■ Required tasks:
(a) In the forum thread below about marketing a t-shirt company, what does RickyJ702 suggest asking YouTube celebrities to do?
(b) Sum up the forum thread below about marketing a t-shirt company in two sentences.
Start of Text extract
# Bets way to market ?



## elbgal (Mar 7, 2013)

Hey guys, just wanting to know what are some ways to market a t shirt company, other then tv commercials and other extremely expensive ways.

i am looking for effective and relatively cheap way. are there any ?

Much appreciated !


----------



## RickyJ702 (Jul 23, 2012)

facebook, twitter and instantgram. make sure you only focus on the buisness and nothing else. youtube celeberties love free stuff. contact them through youtube and ask if they can sport your gear. make sure that youtube celeberty is an icon in your target market (Dance, sport and bloggers).


----------



## charcutt548 (Mar 12, 2013)

Just make a page of facebook, twitter, stumbleupon and pinterest and share your current updates. You can try seo for good marketing.


----------



## mimran (Mar 14, 2013)

SEO or Google PPC(adwords) will do the job. TV commercials are expensive as compare to other marketing channels.


----------



## Badgerdisco (Jan 30, 2013)
End of Text extract
Start of Supplied records
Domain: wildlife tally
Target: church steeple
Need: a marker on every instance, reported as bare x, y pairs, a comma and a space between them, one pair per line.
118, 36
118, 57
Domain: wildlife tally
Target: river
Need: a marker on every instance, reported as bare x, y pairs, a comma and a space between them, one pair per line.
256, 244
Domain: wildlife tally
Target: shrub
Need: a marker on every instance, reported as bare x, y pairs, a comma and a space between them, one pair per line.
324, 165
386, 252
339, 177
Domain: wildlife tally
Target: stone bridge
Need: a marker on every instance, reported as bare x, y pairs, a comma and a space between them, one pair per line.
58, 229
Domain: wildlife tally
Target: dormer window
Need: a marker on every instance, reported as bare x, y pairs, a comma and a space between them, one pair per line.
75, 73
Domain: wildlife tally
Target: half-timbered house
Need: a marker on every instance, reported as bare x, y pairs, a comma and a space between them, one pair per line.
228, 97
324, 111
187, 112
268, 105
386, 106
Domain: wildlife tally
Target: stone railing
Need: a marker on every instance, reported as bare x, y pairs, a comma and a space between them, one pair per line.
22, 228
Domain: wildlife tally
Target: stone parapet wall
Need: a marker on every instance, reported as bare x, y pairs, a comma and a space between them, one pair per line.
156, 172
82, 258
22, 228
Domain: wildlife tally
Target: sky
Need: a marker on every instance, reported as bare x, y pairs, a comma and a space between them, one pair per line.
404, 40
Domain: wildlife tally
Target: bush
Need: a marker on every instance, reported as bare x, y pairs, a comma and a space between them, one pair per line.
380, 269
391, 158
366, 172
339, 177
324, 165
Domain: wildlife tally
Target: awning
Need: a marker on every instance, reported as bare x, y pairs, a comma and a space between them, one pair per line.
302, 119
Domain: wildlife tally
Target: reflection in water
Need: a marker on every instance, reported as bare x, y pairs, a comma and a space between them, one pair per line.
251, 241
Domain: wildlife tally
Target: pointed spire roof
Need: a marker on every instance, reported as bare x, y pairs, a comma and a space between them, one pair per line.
End of Supplied records
■ Task responses:
(a) To sport the company's gear, with the request sent through YouTube.

(b) A poster asks for effective, relatively cheap ways to market a t-shirt company other than TV commercials and similarly expensive methods. Replies suggest Facebook, Twitter and other social media pages, asking YouTube celebrities to wear the gear, and SEO or Google PPC (AdWords).